**Instruction:**
Reproduce all the lines exactly as they stand, apart from the pictures.

**Items:**
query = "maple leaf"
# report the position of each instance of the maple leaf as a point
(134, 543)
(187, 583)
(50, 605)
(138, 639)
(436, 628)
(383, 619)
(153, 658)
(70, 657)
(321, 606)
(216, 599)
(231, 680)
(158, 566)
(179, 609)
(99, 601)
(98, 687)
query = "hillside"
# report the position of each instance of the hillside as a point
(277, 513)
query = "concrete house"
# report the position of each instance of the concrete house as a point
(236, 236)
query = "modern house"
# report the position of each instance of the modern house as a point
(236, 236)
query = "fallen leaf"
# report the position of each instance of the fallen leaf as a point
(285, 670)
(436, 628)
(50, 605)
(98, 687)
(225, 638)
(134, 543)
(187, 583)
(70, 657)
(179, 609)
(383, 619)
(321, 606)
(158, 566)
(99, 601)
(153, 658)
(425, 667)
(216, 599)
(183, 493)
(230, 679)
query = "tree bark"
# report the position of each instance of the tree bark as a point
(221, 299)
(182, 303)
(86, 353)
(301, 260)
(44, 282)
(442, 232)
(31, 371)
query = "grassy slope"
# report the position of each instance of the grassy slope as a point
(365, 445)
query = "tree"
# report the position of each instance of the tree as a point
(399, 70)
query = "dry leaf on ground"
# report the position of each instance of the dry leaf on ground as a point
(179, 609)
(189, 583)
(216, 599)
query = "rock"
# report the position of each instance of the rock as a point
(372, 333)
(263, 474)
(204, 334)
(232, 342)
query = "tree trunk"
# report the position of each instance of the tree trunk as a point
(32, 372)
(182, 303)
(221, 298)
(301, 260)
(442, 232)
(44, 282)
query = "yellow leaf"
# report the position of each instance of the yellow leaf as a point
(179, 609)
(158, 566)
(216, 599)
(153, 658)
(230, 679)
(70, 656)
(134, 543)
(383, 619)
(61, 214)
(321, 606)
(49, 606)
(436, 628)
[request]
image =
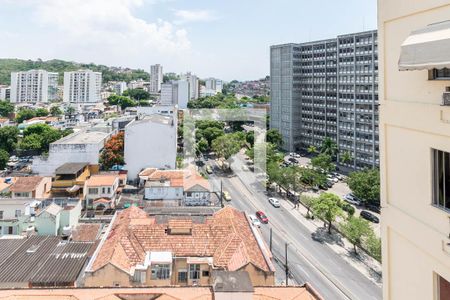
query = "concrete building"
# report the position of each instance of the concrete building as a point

**Written answer:**
query = "maple leaf"
# report the position of each instance of the maple leaf as a point
(134, 543)
(187, 583)
(50, 605)
(138, 639)
(436, 628)
(383, 619)
(153, 658)
(70, 657)
(321, 606)
(216, 599)
(231, 680)
(158, 566)
(179, 609)
(99, 601)
(98, 687)
query = "hillside"
# report the position of each instance of the hillside as a point
(277, 513)
query = "concrete house"
# report the position of each instance of the concrete house as a point
(236, 236)
query = "modern house"
# report the position of each instance of the modern house as a point
(236, 236)
query = "fallen leaf"
# report the position of each instance of the fallen leaf as a point
(285, 670)
(436, 628)
(50, 605)
(98, 687)
(225, 638)
(134, 543)
(187, 583)
(70, 657)
(179, 609)
(383, 619)
(321, 606)
(158, 566)
(99, 601)
(153, 658)
(425, 667)
(216, 599)
(183, 493)
(230, 679)
query = "tree bark"
# report the position of each instance of the tree bark as a point
(221, 299)
(182, 303)
(86, 353)
(301, 260)
(44, 282)
(442, 232)
(31, 371)
query = "grassy slope"
# report the position of each instance of the grassy slope as a point
(365, 445)
query = "tree"
# report the position of each instance of the tree as a point
(399, 70)
query = "dry leaf on ground"
# report the position of each instance of the dry leaf on ground as a point
(179, 609)
(189, 583)
(216, 599)
query = "rock"
# report the position of each instance of the rock as a point
(372, 333)
(263, 474)
(204, 334)
(232, 342)
query = "tree trunk"
# report the position of each instance of the tree trunk as a point
(32, 372)
(182, 303)
(221, 298)
(301, 260)
(442, 232)
(44, 282)
query = "yellow leaf"
# report the position of each instance of the yellow leaf as a point
(179, 609)
(158, 566)
(216, 599)
(153, 658)
(230, 679)
(70, 656)
(134, 543)
(383, 619)
(61, 214)
(321, 606)
(49, 606)
(436, 628)
[request]
image =
query = "concrete building"
# report the position of each instance of the concrete building as a point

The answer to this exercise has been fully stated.